■ Given entries
----------

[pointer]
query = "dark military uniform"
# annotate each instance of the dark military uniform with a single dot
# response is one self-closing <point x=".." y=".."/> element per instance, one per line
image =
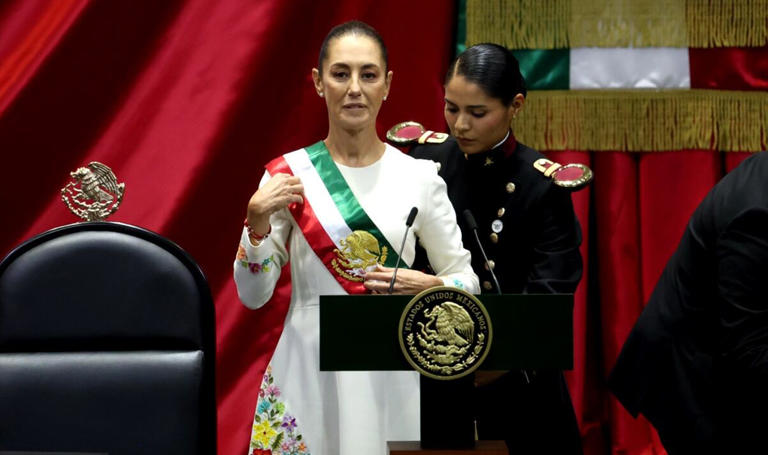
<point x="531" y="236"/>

----------

Repeat these records with "military" switched to "naval" and every other part left unchanged. Omit the pictures from your answer.

■ Complete output
[pointer]
query = "dark naval uniform"
# annotate each instance of the dark naval uniform with a single dot
# response is one self-closing <point x=".." y=".."/> element per instance, one per line
image =
<point x="531" y="236"/>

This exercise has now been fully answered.